▶ **Required work**:
From the barbacoa beef recipe, copy the stretch from "Slow Cooker Barbacoa Beef Recipe" through "or with rice." word for word.

▶ **Source document**:

▼

Slow Cooker Barbacoa Beef Recipe
Slow Cooker Barbacoa Beef features tender chunks of brisket cooked slowly in a vibrant adobo-spiced sauce made from chipotle chiles, garlic, vinegar, and spices. The long cooking time yields fall-apart meat with smoky, spicy, and slightly tangy flavors, ideal for shredding and serving in tacos or with rice.
Ingredients
- 3 pounds beef brisket or chuck roast - trimmed of extra fat and cut into 2-inch chunks
- 1/2 cup beef broth
- 2 chipotle chiles add more if preferred, medium, in adobo sauce
- 6 cloves garlic minced
- 1 tablespoon onion powder
- 1 tablespoon apple cider vinegar
- lime juice of 1
- 1 tablespoon oregano dried
- 1 teaspoon smoked paprika
- 1 tablespoon cumin
- 1 teaspoon salt sea salt
- 1 teaspoon black pepper
- 1/4 teaspoon red pepper flakes
- 2 bay leaf whole
Instructions
- Add all the ingredients, except beef and bay leaves to a blender and puree until the mixture is smooth.

▲

▶ **Data records**:
▼

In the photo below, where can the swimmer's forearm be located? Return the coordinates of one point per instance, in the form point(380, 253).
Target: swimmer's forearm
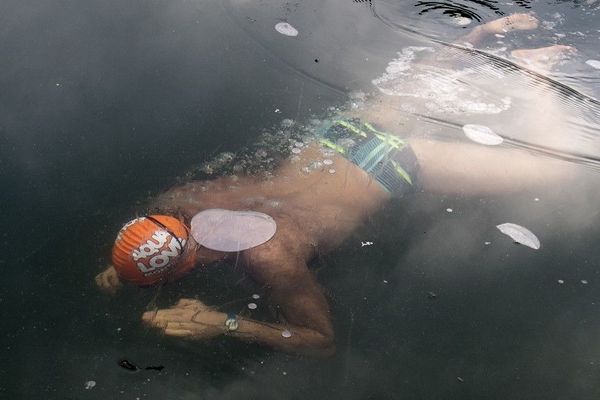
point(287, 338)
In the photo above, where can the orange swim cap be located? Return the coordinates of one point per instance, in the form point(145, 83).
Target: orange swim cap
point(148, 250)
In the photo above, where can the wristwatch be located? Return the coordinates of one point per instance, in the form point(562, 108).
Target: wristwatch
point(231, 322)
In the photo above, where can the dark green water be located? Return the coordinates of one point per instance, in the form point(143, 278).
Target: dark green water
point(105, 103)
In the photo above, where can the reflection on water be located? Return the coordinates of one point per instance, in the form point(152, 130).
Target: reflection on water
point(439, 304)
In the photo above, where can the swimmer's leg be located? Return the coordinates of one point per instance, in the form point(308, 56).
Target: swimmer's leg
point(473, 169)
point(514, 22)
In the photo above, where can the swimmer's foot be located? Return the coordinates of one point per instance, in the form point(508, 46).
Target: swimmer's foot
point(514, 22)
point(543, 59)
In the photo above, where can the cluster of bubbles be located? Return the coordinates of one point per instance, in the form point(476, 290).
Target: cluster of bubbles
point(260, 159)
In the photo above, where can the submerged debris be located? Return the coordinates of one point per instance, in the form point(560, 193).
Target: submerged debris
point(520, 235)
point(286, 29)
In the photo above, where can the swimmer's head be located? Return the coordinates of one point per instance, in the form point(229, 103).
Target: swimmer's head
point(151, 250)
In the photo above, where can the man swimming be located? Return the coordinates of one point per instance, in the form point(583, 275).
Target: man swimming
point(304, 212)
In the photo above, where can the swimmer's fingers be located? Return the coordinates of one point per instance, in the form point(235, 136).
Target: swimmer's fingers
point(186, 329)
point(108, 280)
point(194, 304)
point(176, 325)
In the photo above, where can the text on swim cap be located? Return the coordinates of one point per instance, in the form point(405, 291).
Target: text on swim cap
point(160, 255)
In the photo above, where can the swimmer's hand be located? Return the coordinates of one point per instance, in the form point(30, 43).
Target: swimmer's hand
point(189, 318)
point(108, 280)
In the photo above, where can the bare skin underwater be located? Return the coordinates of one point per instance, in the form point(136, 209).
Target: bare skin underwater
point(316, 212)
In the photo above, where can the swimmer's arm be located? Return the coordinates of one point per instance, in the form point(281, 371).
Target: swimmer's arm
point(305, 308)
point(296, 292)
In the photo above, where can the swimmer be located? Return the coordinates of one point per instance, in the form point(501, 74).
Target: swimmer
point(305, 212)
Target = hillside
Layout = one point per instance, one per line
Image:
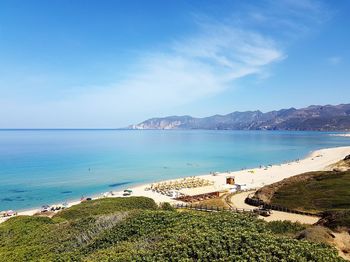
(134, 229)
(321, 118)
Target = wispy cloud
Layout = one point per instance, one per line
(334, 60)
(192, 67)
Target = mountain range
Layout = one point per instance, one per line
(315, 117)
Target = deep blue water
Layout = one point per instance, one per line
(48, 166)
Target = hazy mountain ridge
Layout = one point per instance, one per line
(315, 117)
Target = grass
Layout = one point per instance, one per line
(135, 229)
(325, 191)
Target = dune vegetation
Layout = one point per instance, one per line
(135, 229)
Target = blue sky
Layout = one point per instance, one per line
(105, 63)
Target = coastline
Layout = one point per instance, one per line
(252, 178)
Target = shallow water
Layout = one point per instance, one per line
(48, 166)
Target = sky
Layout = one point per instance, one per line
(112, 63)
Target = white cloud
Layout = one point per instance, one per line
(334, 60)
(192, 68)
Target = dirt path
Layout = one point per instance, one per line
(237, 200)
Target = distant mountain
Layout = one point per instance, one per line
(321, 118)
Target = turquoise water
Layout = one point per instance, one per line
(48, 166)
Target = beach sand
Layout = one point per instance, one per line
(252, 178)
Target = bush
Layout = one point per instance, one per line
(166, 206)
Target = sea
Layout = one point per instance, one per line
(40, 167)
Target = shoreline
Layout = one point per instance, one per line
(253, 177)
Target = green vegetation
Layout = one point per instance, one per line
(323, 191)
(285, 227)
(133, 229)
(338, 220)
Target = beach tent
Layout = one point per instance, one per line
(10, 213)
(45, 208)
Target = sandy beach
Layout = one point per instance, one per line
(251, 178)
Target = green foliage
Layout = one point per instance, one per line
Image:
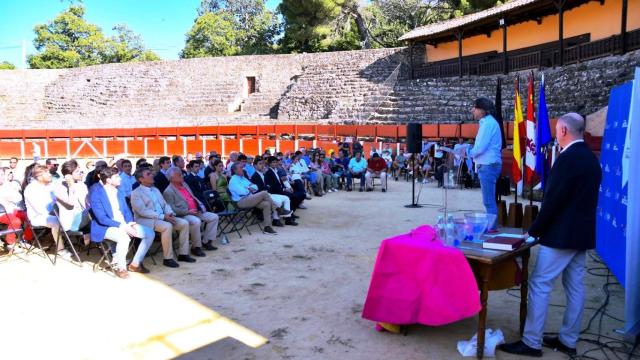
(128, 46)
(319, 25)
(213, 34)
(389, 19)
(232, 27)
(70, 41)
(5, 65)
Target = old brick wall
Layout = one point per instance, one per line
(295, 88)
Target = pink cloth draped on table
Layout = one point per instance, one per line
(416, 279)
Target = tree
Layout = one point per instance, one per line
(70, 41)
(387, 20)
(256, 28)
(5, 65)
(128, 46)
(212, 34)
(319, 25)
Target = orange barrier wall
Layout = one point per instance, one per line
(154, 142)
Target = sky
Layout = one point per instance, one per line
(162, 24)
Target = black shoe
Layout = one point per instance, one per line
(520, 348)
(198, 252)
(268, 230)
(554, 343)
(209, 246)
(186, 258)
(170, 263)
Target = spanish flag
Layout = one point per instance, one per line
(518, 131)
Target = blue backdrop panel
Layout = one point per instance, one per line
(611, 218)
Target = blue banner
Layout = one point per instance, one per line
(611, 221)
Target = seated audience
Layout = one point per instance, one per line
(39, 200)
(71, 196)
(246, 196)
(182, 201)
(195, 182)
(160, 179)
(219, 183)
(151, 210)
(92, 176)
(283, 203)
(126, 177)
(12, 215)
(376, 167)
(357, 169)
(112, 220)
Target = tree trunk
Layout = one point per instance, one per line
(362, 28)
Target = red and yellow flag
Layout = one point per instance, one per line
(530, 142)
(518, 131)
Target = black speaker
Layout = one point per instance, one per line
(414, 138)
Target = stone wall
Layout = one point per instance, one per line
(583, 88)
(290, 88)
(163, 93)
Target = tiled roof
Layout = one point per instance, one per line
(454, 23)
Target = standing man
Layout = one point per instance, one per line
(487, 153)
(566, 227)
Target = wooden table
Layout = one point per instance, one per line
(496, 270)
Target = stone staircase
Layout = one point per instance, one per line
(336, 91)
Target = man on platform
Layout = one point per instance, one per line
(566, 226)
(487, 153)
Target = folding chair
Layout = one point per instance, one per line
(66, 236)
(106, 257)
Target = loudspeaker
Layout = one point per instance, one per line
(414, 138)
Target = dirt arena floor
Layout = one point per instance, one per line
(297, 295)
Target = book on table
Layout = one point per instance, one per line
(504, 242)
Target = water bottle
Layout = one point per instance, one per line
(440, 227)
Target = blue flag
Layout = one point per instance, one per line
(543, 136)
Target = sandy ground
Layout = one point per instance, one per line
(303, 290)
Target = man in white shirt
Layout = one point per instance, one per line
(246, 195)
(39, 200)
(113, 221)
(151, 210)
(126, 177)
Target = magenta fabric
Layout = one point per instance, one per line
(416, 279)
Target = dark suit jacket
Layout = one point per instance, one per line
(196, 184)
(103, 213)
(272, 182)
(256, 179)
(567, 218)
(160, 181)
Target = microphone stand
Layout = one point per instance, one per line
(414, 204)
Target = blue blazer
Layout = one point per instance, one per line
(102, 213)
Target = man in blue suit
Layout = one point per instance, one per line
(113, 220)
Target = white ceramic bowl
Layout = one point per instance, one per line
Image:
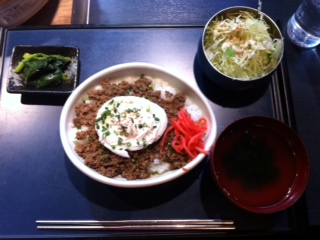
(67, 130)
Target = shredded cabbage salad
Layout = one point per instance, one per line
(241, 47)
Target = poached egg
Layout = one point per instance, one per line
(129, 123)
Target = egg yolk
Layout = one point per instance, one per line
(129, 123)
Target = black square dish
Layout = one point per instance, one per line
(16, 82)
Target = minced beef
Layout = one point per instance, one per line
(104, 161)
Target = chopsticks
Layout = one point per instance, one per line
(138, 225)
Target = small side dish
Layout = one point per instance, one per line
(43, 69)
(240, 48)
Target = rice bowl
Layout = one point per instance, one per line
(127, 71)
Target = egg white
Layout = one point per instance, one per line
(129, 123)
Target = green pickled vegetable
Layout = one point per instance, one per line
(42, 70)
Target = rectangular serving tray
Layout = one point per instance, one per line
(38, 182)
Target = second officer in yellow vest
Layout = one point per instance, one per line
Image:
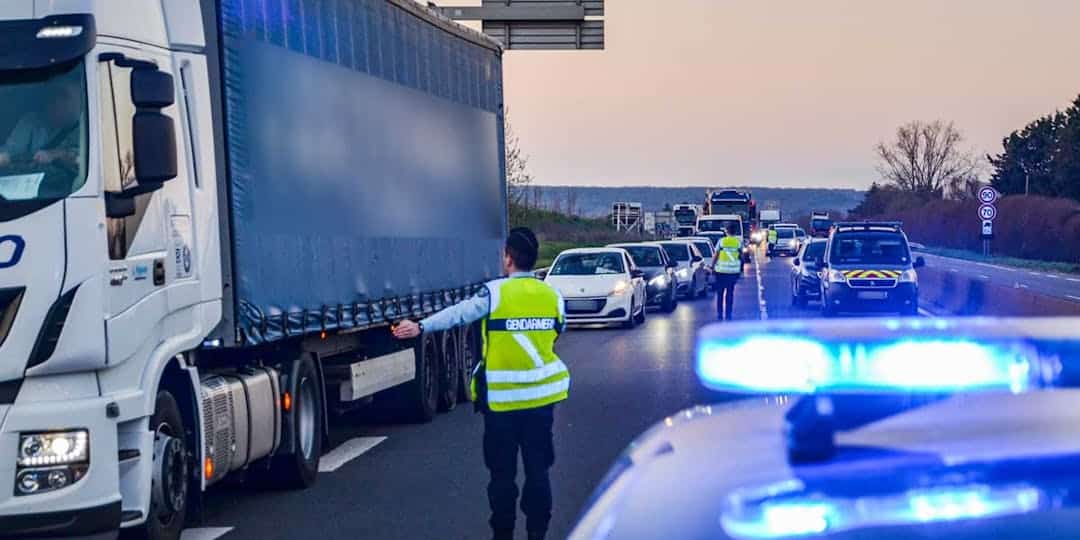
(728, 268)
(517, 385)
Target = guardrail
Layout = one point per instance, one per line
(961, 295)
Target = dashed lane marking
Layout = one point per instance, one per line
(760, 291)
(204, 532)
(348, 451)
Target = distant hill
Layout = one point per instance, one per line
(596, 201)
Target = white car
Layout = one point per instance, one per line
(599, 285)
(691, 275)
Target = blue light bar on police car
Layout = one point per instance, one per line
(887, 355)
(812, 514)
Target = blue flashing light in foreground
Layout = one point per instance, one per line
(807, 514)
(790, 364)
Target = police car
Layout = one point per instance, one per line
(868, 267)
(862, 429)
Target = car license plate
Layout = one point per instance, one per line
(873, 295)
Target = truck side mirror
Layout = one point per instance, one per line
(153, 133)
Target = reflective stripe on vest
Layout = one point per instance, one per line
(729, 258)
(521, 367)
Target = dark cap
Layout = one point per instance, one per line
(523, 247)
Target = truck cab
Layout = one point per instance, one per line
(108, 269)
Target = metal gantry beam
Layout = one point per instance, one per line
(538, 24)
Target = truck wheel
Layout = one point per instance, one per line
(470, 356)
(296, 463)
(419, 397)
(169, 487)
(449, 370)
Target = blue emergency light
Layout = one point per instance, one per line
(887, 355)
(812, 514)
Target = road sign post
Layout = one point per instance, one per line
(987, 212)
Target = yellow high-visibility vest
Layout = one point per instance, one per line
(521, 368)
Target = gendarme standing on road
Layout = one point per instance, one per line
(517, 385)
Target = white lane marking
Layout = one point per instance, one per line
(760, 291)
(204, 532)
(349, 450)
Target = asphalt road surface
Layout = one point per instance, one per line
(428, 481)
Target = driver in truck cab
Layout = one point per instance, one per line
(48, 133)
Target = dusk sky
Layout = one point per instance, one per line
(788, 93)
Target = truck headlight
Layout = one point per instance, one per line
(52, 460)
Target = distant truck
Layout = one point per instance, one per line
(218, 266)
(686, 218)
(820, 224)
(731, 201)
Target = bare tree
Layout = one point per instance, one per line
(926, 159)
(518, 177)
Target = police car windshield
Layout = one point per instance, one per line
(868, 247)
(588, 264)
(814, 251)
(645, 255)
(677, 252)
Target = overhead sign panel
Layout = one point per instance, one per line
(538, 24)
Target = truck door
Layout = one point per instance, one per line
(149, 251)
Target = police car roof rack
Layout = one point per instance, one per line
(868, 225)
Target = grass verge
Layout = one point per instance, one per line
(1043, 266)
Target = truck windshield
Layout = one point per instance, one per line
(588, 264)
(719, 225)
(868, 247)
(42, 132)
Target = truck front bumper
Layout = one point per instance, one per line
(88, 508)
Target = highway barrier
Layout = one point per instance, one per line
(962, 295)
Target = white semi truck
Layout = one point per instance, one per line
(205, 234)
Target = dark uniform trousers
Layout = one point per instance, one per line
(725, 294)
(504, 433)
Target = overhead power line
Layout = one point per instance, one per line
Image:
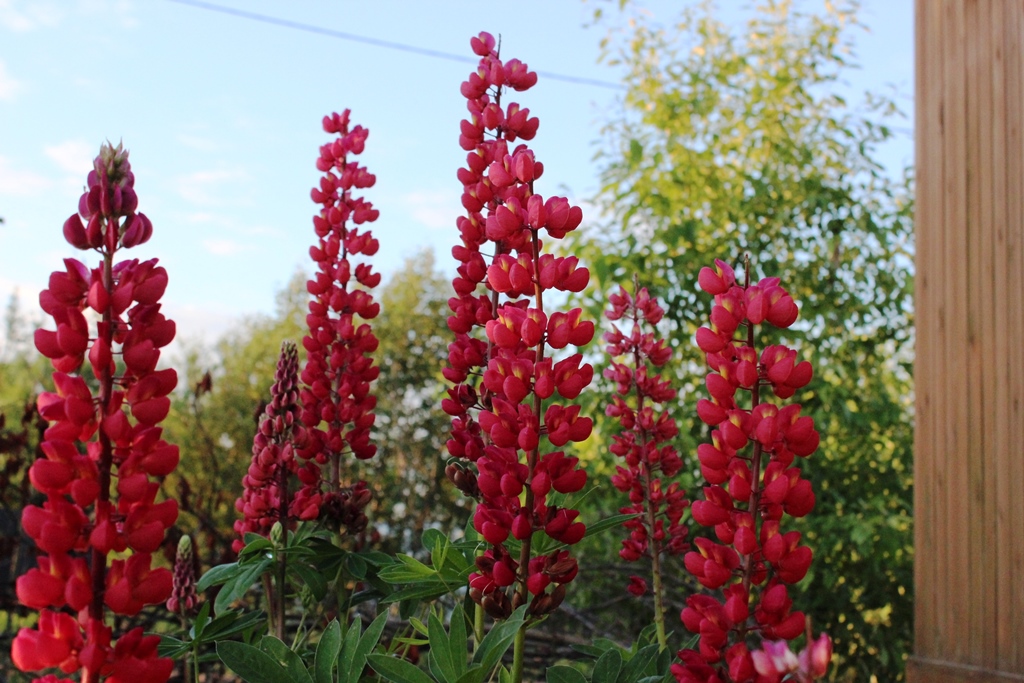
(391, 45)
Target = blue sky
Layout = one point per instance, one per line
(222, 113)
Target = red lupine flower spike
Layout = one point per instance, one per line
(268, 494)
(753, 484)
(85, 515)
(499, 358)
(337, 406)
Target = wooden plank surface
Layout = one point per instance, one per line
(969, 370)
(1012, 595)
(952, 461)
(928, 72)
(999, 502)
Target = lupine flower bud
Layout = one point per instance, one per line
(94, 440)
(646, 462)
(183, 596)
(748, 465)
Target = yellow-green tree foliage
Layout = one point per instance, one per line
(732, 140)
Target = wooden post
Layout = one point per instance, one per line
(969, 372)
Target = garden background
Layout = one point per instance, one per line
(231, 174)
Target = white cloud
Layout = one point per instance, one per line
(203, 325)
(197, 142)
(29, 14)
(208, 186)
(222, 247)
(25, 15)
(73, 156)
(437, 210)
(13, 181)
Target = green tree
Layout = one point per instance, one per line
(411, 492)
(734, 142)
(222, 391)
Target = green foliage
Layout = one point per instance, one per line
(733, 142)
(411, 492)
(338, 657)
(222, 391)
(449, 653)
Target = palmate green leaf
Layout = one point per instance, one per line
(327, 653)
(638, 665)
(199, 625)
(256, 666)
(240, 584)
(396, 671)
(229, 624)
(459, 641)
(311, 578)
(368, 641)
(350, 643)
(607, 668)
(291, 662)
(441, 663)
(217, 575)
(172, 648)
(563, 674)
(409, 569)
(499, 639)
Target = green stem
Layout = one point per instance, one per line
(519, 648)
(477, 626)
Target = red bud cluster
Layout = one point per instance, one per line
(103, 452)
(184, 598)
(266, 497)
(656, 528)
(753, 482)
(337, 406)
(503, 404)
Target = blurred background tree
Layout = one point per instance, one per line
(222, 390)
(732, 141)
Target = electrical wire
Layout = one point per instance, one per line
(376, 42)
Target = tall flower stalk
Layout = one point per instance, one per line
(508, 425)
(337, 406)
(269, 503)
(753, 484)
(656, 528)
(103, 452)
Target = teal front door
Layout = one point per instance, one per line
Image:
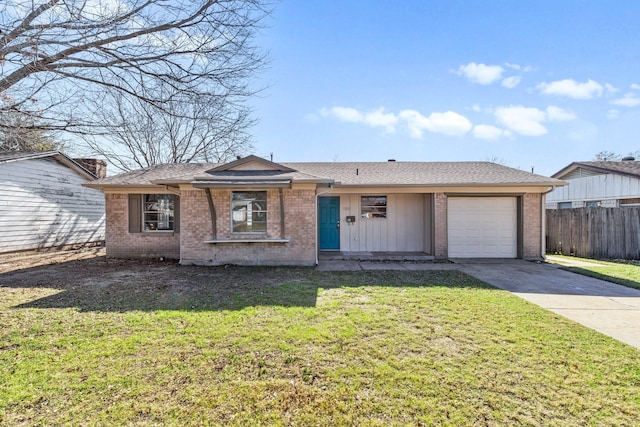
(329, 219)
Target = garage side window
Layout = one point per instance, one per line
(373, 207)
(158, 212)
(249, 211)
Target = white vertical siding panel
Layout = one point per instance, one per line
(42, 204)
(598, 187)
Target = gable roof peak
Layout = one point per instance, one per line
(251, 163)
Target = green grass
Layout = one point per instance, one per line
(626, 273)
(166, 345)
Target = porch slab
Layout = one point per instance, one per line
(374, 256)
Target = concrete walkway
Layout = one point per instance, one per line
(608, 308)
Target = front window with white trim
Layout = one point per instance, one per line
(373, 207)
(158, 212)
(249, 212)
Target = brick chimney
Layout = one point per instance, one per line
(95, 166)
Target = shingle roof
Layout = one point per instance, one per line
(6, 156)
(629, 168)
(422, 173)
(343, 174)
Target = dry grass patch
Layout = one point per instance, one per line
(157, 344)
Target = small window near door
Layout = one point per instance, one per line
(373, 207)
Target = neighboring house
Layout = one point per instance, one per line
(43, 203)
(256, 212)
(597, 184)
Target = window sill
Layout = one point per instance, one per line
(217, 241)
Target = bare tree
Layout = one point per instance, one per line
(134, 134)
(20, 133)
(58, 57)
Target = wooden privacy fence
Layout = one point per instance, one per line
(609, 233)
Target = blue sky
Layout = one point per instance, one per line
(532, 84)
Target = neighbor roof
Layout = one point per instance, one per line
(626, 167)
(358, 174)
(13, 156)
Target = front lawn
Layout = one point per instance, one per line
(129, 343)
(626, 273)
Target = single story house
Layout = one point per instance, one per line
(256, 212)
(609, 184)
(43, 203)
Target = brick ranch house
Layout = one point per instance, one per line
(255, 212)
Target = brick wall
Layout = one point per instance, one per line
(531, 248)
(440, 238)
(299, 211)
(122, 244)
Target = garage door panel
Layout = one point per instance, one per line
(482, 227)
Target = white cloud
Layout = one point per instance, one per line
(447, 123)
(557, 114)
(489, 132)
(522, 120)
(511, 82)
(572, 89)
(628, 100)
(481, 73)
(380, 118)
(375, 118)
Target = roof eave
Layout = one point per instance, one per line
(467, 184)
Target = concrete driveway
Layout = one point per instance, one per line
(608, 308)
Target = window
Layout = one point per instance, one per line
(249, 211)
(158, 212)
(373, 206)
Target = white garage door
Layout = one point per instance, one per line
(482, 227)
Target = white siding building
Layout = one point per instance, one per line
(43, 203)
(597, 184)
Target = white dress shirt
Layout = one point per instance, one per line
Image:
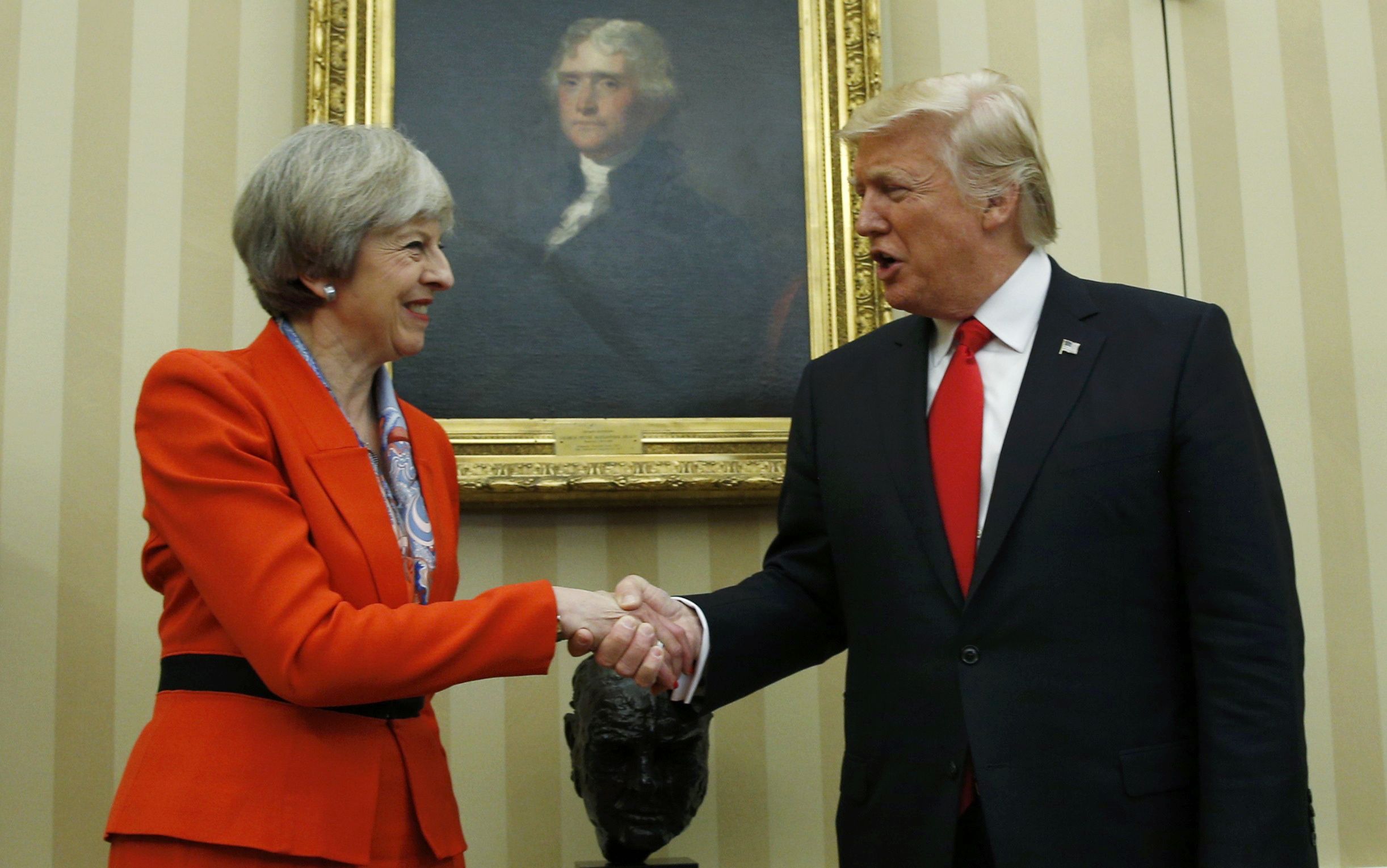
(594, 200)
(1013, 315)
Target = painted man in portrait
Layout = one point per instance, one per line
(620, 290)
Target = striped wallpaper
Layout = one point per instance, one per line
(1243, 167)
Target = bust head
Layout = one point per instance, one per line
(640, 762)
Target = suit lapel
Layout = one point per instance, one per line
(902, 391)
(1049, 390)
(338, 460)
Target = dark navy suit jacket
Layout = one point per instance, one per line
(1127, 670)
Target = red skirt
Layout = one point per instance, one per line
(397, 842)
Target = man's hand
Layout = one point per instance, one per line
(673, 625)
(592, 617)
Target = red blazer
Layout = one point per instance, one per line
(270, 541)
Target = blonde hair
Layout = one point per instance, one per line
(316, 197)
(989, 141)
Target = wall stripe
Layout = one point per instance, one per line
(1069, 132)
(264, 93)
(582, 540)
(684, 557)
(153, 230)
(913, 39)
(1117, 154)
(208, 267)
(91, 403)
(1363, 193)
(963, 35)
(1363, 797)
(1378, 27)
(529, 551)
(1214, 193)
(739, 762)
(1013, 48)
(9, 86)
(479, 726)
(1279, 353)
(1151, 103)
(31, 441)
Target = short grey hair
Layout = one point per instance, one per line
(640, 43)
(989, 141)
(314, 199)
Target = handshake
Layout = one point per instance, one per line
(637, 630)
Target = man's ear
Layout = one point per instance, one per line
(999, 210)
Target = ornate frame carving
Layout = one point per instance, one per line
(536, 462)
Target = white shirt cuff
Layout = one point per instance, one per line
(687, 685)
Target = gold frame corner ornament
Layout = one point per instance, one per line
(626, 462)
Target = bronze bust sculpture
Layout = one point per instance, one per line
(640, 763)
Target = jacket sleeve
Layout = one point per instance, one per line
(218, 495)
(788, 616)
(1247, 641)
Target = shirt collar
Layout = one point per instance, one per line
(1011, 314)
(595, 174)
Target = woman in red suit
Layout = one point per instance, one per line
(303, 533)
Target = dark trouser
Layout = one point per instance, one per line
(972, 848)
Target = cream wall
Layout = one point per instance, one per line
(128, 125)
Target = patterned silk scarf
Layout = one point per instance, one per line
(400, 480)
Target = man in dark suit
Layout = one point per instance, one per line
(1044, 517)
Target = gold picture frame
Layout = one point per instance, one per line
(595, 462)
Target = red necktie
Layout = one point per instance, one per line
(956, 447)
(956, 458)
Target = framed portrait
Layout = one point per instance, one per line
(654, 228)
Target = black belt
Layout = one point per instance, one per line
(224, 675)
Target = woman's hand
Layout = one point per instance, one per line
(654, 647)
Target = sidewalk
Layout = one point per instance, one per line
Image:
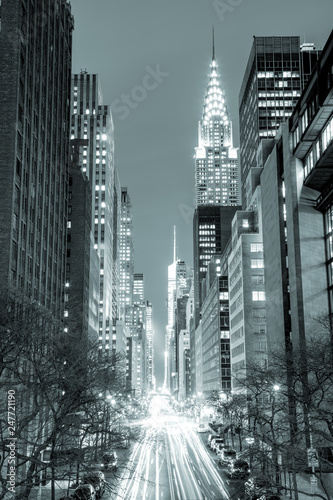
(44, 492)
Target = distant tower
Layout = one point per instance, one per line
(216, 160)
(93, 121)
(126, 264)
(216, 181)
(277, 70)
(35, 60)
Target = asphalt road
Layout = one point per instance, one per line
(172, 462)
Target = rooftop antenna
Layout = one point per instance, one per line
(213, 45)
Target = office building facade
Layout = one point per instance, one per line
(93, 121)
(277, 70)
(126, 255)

▲

▶ **Your response**:
Slow Cooker Barbacoa Beef Recipe
Slow Cooker Barbacoa Beef features tender chunks of brisket cooked slowly in a vibrant adobo-spiced sauce made from chipotle chiles, garlic, vinegar, and spices. The long cooking time yields fall-apart meat with smoky, spicy, and slightly tangy flavors, ideal for shredding and serving in tacos or with rice.